- [Provided records]:
★ ★ ★ ★ ★ ★ ★
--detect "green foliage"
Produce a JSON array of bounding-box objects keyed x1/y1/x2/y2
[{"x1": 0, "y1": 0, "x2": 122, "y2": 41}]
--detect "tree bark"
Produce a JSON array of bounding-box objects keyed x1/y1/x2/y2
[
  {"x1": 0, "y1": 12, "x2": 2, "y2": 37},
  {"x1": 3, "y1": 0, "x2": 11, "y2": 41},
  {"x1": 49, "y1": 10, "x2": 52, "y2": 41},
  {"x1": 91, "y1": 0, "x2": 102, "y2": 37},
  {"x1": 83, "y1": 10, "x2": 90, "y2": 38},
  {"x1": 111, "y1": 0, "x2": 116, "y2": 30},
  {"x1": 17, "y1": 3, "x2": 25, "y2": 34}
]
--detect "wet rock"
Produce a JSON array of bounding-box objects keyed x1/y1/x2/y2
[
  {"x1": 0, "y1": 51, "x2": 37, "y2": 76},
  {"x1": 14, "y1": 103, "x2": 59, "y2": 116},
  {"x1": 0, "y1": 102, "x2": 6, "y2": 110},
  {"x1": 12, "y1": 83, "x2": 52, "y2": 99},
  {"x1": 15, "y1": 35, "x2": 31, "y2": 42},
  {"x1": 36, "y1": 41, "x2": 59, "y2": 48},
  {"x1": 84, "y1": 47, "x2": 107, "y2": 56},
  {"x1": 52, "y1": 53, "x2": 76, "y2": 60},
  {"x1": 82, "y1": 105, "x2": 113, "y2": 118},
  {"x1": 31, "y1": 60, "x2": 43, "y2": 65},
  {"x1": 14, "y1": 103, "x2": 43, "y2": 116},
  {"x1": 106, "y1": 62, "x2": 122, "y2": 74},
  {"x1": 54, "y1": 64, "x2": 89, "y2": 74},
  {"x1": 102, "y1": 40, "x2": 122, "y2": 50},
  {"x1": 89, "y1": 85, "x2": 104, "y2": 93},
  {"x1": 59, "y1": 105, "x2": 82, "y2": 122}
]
★ ★ ★ ★ ★ ★ ★
- [Task to complete]: Where a line above includes "detect", copy that line.

- [Answer space]:
--detect "green foliage"
--detect "tree bark"
--detect "wet rock"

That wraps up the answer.